### EXCERPT PROVIDED
Those who watch nature worry about the impact of climate change on trees. The details of that concern take shape in a new study authored by Manuel Esperon-Rodriguez et al (2022). They found a majority of urban trees and shrubs they examined are already at risk under current climate conditions. The risk of losing the benefits we derive from these plants in the urban forest intensifies with climate change.
Society’s reliance on trees has always been large. But as the implications of our two and half century long carbon-fueled binge begin to make themselves evident, our need for trees has never been clearer. Unfortunately, as we learn about the debt created by all that carbon, we are also learning about the effects it has on those trees we’ve decided to rely on in relieving that debt. Trees, stuck in place and unable to relocate by root or seed, are losing track of their ideal climatic niches. When a tree’s favored climate moves away from it there are only three actions the plant can take; 1) migrate with changing climate – moving to keep pace with its niche, 2) adapt its genes to the new climate, 3) die.
######
### LISTED ENTRIES
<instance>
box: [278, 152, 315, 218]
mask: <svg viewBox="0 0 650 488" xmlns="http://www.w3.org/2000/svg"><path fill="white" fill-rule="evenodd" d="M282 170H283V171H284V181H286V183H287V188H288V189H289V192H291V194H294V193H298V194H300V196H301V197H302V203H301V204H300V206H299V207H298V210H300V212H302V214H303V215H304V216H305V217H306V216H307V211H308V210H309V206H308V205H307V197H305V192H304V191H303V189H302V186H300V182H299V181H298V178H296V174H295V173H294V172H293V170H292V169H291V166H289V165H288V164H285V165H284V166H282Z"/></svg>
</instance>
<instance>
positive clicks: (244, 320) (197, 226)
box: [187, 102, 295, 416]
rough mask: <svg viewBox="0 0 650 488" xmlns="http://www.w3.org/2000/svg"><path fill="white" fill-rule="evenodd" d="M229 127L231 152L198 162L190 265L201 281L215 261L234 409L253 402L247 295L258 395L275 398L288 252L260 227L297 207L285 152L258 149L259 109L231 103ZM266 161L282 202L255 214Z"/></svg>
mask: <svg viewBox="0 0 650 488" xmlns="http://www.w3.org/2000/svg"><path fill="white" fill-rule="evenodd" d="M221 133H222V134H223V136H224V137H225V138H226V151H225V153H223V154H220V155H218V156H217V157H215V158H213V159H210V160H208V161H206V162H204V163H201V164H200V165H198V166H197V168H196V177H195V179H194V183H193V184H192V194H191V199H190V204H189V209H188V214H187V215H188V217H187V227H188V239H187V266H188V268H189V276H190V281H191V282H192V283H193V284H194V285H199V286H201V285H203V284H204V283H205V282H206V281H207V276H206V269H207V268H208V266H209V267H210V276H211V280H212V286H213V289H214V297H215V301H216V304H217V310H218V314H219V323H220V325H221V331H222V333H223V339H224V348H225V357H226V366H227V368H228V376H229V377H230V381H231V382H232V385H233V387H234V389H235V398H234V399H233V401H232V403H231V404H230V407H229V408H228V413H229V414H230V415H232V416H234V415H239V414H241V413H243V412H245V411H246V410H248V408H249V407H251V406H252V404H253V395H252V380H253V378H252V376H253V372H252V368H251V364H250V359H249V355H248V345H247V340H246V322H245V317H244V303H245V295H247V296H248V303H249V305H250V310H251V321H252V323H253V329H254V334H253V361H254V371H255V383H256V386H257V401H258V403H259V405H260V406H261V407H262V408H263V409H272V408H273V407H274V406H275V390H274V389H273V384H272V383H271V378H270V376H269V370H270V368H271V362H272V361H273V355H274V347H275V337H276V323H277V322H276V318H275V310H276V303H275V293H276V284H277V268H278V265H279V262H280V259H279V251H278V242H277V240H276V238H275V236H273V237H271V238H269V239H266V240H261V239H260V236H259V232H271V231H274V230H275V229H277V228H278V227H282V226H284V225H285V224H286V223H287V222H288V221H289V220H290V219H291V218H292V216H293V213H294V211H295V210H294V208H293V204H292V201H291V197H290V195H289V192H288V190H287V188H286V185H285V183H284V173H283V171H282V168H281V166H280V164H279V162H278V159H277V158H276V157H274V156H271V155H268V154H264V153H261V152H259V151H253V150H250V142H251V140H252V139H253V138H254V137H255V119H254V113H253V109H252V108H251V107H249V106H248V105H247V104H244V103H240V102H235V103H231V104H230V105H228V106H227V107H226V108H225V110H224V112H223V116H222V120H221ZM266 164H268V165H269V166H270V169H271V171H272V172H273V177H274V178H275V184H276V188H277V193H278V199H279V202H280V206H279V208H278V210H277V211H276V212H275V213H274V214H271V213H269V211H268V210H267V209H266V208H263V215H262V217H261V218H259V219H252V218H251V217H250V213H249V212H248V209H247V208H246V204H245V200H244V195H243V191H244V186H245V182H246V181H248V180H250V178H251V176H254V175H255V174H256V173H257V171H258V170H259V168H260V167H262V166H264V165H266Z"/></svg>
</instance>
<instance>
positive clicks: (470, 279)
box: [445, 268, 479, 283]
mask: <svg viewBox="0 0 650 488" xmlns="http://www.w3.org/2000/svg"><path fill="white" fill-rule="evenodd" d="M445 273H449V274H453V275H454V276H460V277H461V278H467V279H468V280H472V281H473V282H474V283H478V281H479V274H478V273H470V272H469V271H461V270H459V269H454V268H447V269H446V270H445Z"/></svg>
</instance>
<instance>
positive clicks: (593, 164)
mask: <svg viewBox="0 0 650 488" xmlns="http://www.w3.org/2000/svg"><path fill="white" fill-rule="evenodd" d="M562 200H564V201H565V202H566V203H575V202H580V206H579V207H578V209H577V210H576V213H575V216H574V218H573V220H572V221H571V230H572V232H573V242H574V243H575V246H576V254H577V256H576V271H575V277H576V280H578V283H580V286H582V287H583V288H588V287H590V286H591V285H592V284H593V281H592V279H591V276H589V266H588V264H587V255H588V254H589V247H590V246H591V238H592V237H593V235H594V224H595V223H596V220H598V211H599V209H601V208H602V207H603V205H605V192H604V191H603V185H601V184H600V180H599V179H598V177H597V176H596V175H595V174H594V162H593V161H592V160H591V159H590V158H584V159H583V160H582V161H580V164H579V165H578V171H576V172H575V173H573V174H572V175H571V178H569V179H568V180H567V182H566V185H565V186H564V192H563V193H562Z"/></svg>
######
### LISTED ENTRIES
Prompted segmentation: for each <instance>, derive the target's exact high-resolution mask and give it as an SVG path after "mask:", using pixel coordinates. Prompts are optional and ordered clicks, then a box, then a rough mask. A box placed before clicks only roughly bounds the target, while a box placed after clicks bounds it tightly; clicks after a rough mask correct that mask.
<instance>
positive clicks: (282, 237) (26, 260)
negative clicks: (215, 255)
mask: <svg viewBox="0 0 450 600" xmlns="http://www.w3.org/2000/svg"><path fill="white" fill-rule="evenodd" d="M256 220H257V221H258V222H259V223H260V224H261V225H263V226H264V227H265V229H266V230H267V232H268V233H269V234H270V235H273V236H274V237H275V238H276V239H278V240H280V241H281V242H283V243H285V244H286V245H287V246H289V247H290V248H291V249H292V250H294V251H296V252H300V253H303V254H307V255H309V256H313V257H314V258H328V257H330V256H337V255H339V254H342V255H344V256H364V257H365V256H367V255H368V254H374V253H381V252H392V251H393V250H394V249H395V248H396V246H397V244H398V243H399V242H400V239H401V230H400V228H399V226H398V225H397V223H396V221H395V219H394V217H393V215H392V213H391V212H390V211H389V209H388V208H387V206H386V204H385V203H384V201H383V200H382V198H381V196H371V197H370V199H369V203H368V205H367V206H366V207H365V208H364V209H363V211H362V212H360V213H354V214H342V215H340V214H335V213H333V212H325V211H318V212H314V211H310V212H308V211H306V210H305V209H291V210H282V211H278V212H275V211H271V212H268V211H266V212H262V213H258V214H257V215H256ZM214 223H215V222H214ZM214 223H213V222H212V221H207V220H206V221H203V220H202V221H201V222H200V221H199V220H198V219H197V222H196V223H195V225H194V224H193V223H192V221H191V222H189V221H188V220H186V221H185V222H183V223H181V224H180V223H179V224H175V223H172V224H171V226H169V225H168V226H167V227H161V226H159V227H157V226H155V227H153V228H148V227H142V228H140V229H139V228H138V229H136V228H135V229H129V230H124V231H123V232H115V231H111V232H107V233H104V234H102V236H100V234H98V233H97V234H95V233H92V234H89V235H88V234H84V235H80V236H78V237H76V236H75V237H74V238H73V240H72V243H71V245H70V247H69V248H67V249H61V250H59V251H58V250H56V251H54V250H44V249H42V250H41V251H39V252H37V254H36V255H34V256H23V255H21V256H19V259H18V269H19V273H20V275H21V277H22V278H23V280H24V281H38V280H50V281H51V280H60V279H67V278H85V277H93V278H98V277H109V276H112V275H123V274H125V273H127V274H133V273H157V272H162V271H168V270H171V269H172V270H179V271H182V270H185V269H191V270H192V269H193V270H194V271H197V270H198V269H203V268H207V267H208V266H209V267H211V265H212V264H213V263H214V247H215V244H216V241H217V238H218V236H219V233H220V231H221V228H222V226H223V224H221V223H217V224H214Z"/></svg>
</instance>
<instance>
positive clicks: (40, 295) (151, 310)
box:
######
### LISTED ENTRIES
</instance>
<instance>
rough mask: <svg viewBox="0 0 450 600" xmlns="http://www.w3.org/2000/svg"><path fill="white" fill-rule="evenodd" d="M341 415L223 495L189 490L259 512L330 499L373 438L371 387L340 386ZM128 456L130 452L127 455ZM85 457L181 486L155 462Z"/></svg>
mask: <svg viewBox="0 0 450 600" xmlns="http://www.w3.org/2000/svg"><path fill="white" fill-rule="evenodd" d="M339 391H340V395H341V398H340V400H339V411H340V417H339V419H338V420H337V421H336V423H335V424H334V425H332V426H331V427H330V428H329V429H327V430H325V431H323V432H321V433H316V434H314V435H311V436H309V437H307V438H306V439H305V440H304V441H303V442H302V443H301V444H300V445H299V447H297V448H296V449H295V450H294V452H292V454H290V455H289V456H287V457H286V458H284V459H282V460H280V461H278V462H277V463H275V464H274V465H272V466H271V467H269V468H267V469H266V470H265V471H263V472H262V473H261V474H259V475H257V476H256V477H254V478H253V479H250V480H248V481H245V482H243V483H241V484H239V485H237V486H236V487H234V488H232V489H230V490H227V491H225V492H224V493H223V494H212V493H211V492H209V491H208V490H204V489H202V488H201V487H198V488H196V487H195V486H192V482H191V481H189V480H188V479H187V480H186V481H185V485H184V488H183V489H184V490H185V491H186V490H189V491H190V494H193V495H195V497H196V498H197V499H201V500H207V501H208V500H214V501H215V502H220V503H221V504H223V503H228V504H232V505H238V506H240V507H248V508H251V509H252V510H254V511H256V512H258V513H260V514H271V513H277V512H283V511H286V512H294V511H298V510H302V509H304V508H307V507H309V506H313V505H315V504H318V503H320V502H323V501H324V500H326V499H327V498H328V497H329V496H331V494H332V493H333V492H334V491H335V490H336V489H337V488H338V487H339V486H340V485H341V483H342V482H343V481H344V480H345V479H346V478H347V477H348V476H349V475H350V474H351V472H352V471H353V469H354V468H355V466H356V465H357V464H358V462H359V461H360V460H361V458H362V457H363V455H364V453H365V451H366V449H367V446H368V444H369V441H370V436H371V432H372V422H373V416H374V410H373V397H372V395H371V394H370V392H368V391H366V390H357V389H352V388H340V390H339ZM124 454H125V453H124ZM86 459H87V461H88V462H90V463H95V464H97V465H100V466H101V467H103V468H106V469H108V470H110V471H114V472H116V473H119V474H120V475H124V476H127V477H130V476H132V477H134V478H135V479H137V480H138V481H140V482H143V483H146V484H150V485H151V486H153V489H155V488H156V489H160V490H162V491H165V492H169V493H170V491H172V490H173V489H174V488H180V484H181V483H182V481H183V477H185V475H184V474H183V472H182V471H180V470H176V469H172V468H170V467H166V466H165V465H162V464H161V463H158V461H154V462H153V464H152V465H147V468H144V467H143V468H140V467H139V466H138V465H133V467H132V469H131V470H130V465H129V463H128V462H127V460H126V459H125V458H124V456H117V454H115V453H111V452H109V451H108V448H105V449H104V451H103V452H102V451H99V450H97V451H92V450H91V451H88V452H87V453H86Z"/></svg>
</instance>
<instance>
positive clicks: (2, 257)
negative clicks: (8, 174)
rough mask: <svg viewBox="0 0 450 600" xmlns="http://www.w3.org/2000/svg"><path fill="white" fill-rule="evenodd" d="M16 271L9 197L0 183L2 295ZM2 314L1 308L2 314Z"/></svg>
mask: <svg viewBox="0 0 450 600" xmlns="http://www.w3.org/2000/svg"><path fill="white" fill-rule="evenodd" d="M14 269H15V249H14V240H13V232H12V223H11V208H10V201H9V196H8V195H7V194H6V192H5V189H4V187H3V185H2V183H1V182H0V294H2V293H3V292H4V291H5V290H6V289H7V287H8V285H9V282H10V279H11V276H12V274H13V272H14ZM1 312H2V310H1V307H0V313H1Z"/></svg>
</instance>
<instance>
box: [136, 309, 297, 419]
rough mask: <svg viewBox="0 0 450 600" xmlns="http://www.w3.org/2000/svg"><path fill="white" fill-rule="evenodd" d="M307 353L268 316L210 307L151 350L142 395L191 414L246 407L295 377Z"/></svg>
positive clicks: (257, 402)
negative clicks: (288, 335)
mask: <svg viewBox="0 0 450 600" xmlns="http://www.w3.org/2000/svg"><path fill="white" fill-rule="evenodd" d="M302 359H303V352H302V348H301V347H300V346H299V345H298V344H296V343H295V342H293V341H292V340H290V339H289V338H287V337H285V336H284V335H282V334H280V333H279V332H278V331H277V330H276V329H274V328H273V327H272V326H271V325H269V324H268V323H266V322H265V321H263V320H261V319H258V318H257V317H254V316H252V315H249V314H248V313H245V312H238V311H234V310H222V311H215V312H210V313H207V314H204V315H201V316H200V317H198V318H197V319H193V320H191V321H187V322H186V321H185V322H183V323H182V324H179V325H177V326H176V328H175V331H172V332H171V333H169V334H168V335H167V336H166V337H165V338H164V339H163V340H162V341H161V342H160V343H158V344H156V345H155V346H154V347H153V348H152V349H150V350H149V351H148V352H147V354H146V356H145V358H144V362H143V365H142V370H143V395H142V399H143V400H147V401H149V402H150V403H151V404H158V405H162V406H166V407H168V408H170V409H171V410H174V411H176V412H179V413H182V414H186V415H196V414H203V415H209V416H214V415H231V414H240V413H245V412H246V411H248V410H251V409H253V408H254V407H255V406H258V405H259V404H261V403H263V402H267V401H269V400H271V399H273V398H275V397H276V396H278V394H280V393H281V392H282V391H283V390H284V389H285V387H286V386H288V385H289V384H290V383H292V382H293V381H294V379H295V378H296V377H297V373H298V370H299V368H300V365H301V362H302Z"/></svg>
######
TASK TO COMPLETE: Update the part of the passage on climate change and trees between "Those who watch" and "with climate change.", inclusive, writing "bushes" wherever "shrubs" appears. None of these records have any bearing on the work.

EXERCISE OUTPUT:
Those who watch nature worry about the impact of climate change on trees. The details of that concern take shape in a new study authored by Manuel Esperon-Rodriguez et al (2022). They found a majority of urban trees and bushes they examined are already at risk under current climate conditions. The risk of losing the benefits we derive from these plants in the urban forest intensifies with climate change.